Nothing but the pictures may be left out. Restate the rest of the entries word for word.
^^^^
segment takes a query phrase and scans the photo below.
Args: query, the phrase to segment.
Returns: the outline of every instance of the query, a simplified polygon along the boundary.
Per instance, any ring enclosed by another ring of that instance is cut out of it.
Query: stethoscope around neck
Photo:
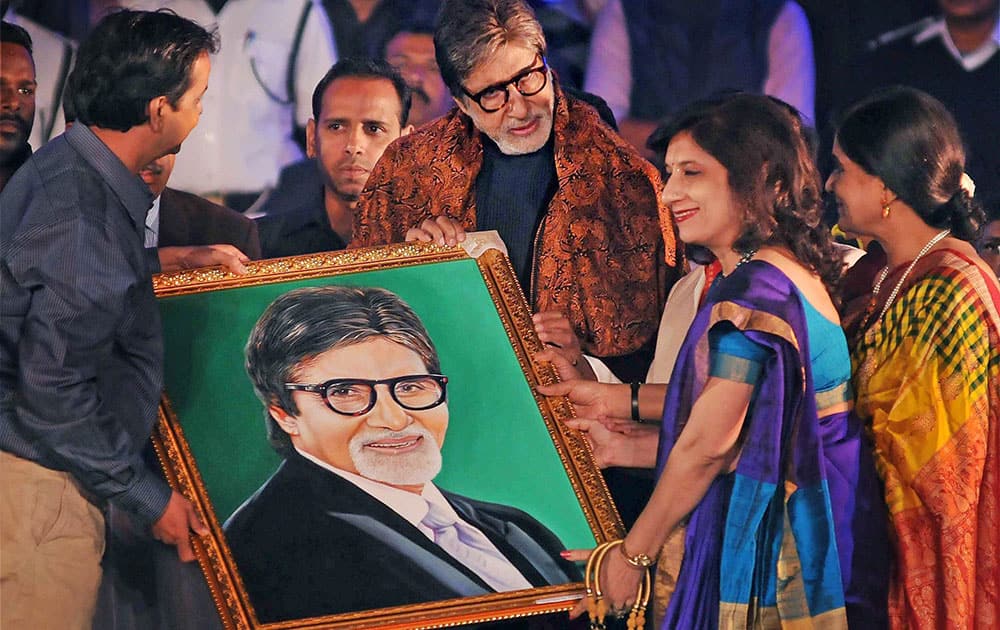
[[[247,46],[250,45],[256,38],[256,32],[247,31],[246,35],[243,36],[243,50],[246,50]],[[257,60],[253,57],[253,55],[250,55],[250,72],[253,74],[254,81],[257,82],[260,89],[264,90],[264,94],[267,95],[267,98],[271,99],[278,105],[291,105],[295,102],[294,99],[291,98],[282,98],[281,96],[275,94],[271,88],[267,87],[267,83],[264,82],[264,79],[260,76],[260,72],[257,70]]]

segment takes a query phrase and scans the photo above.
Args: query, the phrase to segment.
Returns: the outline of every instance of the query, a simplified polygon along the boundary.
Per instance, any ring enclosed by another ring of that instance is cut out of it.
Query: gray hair
[[[441,77],[456,98],[472,71],[506,44],[545,56],[545,34],[523,0],[445,0],[434,31]]]
[[[291,449],[288,434],[268,407],[290,415],[299,410],[285,383],[296,380],[305,361],[327,350],[384,338],[413,350],[427,371],[441,371],[427,329],[409,304],[391,291],[370,287],[310,287],[289,291],[257,320],[246,345],[246,371],[264,404],[267,436],[279,453]]]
^^^^
_RESPONSE TO THIS EXERCISE:_
segment takes a query phrase and scans the photo below.
Args: query, the phrase to segment.
Returns: the outline of every instance of the query, a simplified polygon along the boundary.
Per instance, any ring enclosed by another ring of that instance is cut out of it.
Query: stethoscope around neck
Photo:
[[[247,46],[250,45],[256,38],[256,32],[247,31],[246,35],[243,36],[243,50],[246,50]],[[257,60],[253,57],[253,55],[250,55],[250,72],[253,74],[254,81],[257,82],[260,89],[264,90],[264,94],[267,95],[267,98],[271,99],[278,105],[291,105],[295,102],[294,99],[291,98],[282,98],[281,96],[275,94],[271,88],[267,87],[267,83],[264,82],[264,79],[260,76],[260,72],[257,70]]]

segment takes a query phrase and scans the photo above.
Args: query, the phrase to segment.
Returns: the outline of every instance of the query, a simplified polygon along the boundary.
Per instance, any ring enclosed by another ring of that instance is cut out of it.
Query: gray hair
[[[441,77],[456,98],[472,71],[506,44],[545,56],[545,34],[523,0],[445,0],[434,31]]]
[[[291,449],[288,434],[268,407],[290,415],[299,410],[285,383],[296,380],[305,361],[327,350],[384,338],[413,350],[427,371],[441,371],[427,329],[409,304],[391,291],[370,287],[310,287],[289,291],[257,320],[246,345],[246,371],[264,404],[267,436],[279,453]]]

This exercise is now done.